# wie kann ich auf meinen pc zugreifen?



## Xzarus (27. Januar 2003)

Wie kann ich per FTP auf meinen PC zugreifen?!
Ich will (sofern anders möglich) keinen Server aus meinem PC machen, ich möchte nur ermöglichen, dass ich von irgendtwo anders auf die daten meines PCs zugreifen kann (sofern dieser selbstverständlich auch im Internet ist)...

wie geht das? (hoffentlich unkompliziert  )

danke schonmal 
xzarus


----------



## edi (27. Januar 2003)

ftp steht für file transfer protocoll
d.h. du kannst nur mit daten rumspielen (senden - empfangen)

dein pc mit ftp zu steuern wird daher etwas schwierig...

kannst du deine frage bitte bisschen präzisiern =)


cheers
***edi


----------



## Xzarus (27. Januar 2003)

naja... ich möchte meinen PC nicht dazu nutzen, eine Internetseite zu betreiben, sondern...

[BEREITGESTELLTE DATEN]
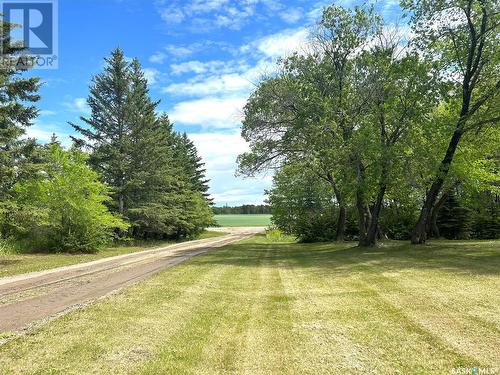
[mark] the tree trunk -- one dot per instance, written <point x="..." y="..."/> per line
<point x="341" y="224"/>
<point x="419" y="234"/>
<point x="370" y="239"/>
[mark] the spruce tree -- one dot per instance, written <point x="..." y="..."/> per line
<point x="17" y="95"/>
<point x="193" y="165"/>
<point x="106" y="132"/>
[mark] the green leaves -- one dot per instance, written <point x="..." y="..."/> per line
<point x="63" y="207"/>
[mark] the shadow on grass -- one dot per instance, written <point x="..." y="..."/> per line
<point x="8" y="262"/>
<point x="482" y="258"/>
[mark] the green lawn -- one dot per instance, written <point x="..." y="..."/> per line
<point x="259" y="307"/>
<point x="12" y="264"/>
<point x="243" y="220"/>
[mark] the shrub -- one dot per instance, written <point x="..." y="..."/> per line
<point x="63" y="208"/>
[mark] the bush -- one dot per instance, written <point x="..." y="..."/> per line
<point x="63" y="208"/>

[AUFGABEN]
• A. Kannst du die Zeilen der bereitgestellten Daten, beginnend mit der Zeile, die „[mark] the shrub" enthält, bis zum Ende der Daten (beide Grenzen eingeschlossen) als zweispaltige CSV mit den Spalten „eingabe" und „ausgabe" darstellen? Pro Auftrag gehört eine CSV-Zeile dazu, Auftrag und Antwort stehen jeweils in einem Feld in Anführungszeichen, und Zeilenumbrüche werden durch Leerzeichen ersetzt.
• B. Wie geht der Text über den FTP-Zugriff auf den eigenen PC weiter? Führe ihn im Anschluss an seinen letzten Satz fort.

[ANTWORTEN]
• A.
eingabe,ausgabe
"[mark] the shrub -- one dot per instance, written <point x=""..."" y=""...""/> per line","<point x=""63"" y=""208""/>"
"[mark] the bush -- one dot per instance, written <point x=""..."" y=""...""/> per line","<point x=""63"" y=""208""/>"

• B.
z.B. wenn ich irgentwo bin  und möchte irgenteine Datei von meinem PC haben (gehen wir davon aus, der is im Internet), wie komme ich dann ran?

Also wie kann ich Dateien von meinem PC "downloaden"???

(hoffentlich "präzieser" )


----------



## edi (27. Januar 2003)

ja k 
is verständlich genug (sry)

dafür musst nen ftp server aufmachen 
dafür gibts genug progs im inet (zb g6Ftp oder serv-u)


cheers
***edi


----------



## Arne Buchwald (27. Januar 2003)

Bitte  .

Über die Remote-Abfrage des heimischen PCs via DynDNS-Diensten gibt's genug Themen.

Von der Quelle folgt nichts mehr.